=== Set problem 1 ===
Answer these from the passage on Aitken's haiku commentary, one answer per line, marked (a), (b), (c):
(a) What does the writer say Aitken has created?
(b) In the haiku, what is stuck fast?
(c) In Aitken's response to the verse, what will not rise?
=== Set problem 2 ===
Transcribe the passage on Aitken's haiku commentary word for word, starting at "Matsutake! [The fungus" and ending at "for the moon.".
=== Set problem 3 ===
Pick up the passage on Aitken's haiku commentary after its final sentence and keep writing it.

=== Excerpt to read ===
[start]
I do not mean to suggest by this that Aiken is inconsistent or does not practices what he preaches; instead, I believe Aitken has created something very interesting: a criticism that cancels itself out. Perhaps the most revealing statement in the book is made in Aitken’s comment about this haiku:

Matsutake! [The fungus on the pine tree]
A leaf from an unknown tree
Stuck fast.

The revealing statement appears in Aitken’s parentheses in his response to this verse: “There is only the matsutake with a strange leaf stuck to it. Assumptions, explanations (including this chapter), extrapolations, personal associations — all add weight, and the experience will not rise.” Aitken’s parenthetical remark suggests how his own critical enterprise caves in upon itself; it is a finger at the moon, but also a finger that dissolves itself so that it won’t be mistaken for the moon.
[end]
=== Extracted entries ===
[start]
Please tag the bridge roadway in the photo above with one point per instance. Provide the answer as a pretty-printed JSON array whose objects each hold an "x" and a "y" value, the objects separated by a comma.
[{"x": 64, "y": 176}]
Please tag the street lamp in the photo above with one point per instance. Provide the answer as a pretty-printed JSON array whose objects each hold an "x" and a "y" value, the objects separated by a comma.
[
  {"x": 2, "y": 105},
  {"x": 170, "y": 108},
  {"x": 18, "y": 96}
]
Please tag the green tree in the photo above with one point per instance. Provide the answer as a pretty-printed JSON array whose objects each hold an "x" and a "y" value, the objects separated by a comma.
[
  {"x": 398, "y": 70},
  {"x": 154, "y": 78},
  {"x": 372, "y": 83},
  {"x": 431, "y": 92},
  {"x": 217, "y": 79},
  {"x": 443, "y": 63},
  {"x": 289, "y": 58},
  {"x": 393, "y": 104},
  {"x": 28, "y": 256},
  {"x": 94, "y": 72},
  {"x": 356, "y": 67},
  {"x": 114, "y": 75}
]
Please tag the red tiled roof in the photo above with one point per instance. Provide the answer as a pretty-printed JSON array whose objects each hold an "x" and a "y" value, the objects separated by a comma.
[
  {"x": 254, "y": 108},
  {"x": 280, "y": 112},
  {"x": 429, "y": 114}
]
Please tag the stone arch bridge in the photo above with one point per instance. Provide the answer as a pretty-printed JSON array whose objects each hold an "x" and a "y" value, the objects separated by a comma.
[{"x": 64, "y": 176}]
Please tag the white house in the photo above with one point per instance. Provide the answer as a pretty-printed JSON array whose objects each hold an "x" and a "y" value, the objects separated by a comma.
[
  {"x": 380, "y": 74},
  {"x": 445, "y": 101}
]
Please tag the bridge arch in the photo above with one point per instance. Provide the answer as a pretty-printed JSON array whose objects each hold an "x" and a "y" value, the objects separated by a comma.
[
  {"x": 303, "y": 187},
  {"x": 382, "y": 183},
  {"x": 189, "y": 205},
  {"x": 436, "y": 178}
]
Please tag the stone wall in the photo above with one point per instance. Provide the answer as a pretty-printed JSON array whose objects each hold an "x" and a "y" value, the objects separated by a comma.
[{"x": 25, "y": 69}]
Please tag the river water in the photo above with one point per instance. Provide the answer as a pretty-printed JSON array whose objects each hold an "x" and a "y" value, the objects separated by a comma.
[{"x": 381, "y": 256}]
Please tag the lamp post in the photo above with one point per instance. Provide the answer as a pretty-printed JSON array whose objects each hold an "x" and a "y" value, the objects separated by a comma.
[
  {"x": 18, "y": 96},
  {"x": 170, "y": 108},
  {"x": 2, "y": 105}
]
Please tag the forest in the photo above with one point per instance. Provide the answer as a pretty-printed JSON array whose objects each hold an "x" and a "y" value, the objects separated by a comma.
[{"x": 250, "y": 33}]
[end]
=== Exercise response 1 ===
(a) A criticism that cancels itself out.
(b) A leaf from an unknown tree.
(c) The experience.

=== Exercise response 2 ===
Matsutake! [The fungus on the pine tree]
A leaf from an unknown tree
Stuck fast.

The revealing statement appears in Aitken’s parentheses in his response to this verse: “There is only the matsutake with a strange leaf stuck to it. Assumptions, explanations (including this chapter), extrapolations, personal associations — all add weight, and the experience will not rise.” Aitken’s parenthetical remark suggests how his own critical enterprise caves in upon itself; it is a finger at the moon, but also a finger that dissolves itself so that it won’t be mistaken for the moon.

=== Exercise response 3 ===
It is worthwhile, at this point, to mention (as does the poet W.S. Merwin in his foreword to Aitken’s book) the Zen distinction between the Absolute and the Relative. From the Absolute point of view, Zen is unteachable, undefinable, unnameable; nonetheless, to help others discover this Absolute, Zen teachers reemerge in the Relative — they make use of distinction, phenomena, practice, and words as a means that might ultimately indicate their invisible and inexpressible origin. The relationship of the Absolute and the Relative (emptiness and form) is an important issue but another one; what I mean to stress is that the Relative is used as an expedient means to finally transcend the Relative.

This is the criticism that cancels itself out. The literary criticism that Aitken practices on Basho’s haiku about the old pond is Relative means. But it is undermined by Absolute observations that are made elsewhere, and this very undermining opens up the possibility of transcending the Relative.

This is a very theoretical way of saying what is expressed in a Zen story. To decide who his successor should be, the Fifth Patriarch of Zen created a poetry contest. The first poem submitted was:

The body is the Bodhi-Tree;
The soul is like a mirror bright;
Take heed to always keep it clean,
And let no dust collect upon it.

The second poem submitted was judged to give better expression to Zen:

The Bodhi is not like a tree;
The mirror bright is nowhere shining;
As there is nothing from the first,
Where does dust collect?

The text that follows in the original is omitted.